Harlan Levey Projects 1080
08/09/2022 from 18:00until 17/12/2022 - 12:00
8 Sep
Harlan Levey Projects 1080
65 Rue Isidoor Teirlinckstraat
1080  Brussels
Belgium

Central to the exhibition are two portraits: One of Sue and another of Tom, one, which shows a young woman aging, the other expresses a young man searching for his voice as she does. The portrait of Sue consists of a 7 Volume Letter Book called "ALL MY
LOVE ALWAYS NO MATTER WHAT", which illustrates every written or taped record of Susan Robinson's voice. The portrait of Tom is called "SAD YOUNG MAN ON A TRAIN" and consists of 107 paintings created between 1992 - 2002 just prior to Sue's death. When combined, they produce an overarching portrait of filial love, grief, joy and
existential crisis. The exhibition also features the first painting TR Ericsson has made since 2002.

Given material =
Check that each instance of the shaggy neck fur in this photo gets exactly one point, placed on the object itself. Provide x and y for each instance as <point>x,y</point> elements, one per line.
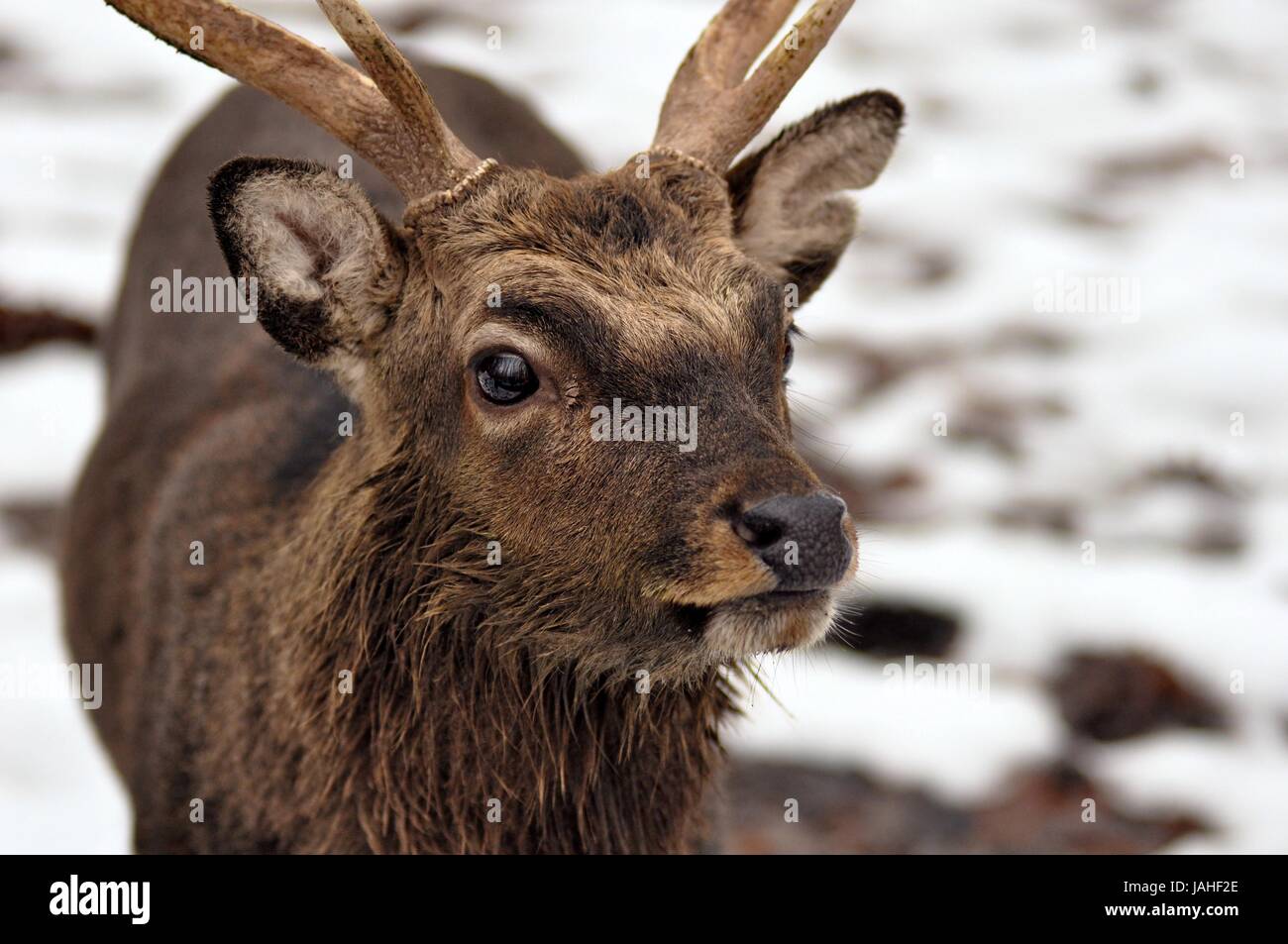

What you need to do =
a) Quote the exhibition description word for word, everything from "Central to the" down to "made since 2002.".
b) Write what comes next in the exhibition description about the portraits of Sue and Tom, starting after its final sentence.

Answers given =
a)
Central to the exhibition are two portraits: One of Sue and another of Tom, one, which shows a young woman aging, the other expresses a young man searching for his voice as she does. The portrait of Sue consists of a 7 Volume Letter Book called "ALL MY
LOVE ALWAYS NO MATTER WHAT", which illustrates every written or taped record of Susan Robinson's voice. The portrait of Tom is called "SAD YOUNG MAN ON A TRAIN" and consists of 107 paintings created between 1992 - 2002 just prior to Sue's death. When combined, they produce an overarching portrait of filial love, grief, joy and
existential crisis. The exhibition also features the first painting TR Ericsson has made since 2002.

b)
ALL MY LOVE ALWAYS NO MATTER WHAT
All My Love Always No Matter What is a seven-volume book collection of letters written by the artist's mother, Sue, to her only son, Tom (TR Ericsson). It took nearly twenty years and numerous other projects for the artist to finally gather this material into a singular work. What emerges in this now complete collection of letters, is a vibrant but at times tortured individual who though struggling with a variety of abuses and addictions
was still capable of great wit and humor and love: a portrait far more revealing than the image of an unknowable face. The seven volumes, mostly in her own words, chart a slow descent from her early years as a young wife and new mother to a lonely isolated figure with less and less to live for. The artist has painstakingly assembled each book with a
loving thoroughness that avoids interpretation or explanation, instead it's his mother's voice alone that is driving the narrative. In volumes 1 - 5 all the remaining typed or handwritten texts had to be digitally reproduced in rigorous detail to the exact scale of the original correspondence and then organized into a chronological timeline. Volumes 6 and 7 have audio and video components embedded in cut out pages inside the books along with a complete transcription of each recording. A profuse and disorderly jumble of original audio recordings including countless answering machine messages had to be observantly arranged into the same dated chronology as the letters. This slow and methodical process led the artist to many surprising discoveries, including his mother's
final recorded message to him just days before her death.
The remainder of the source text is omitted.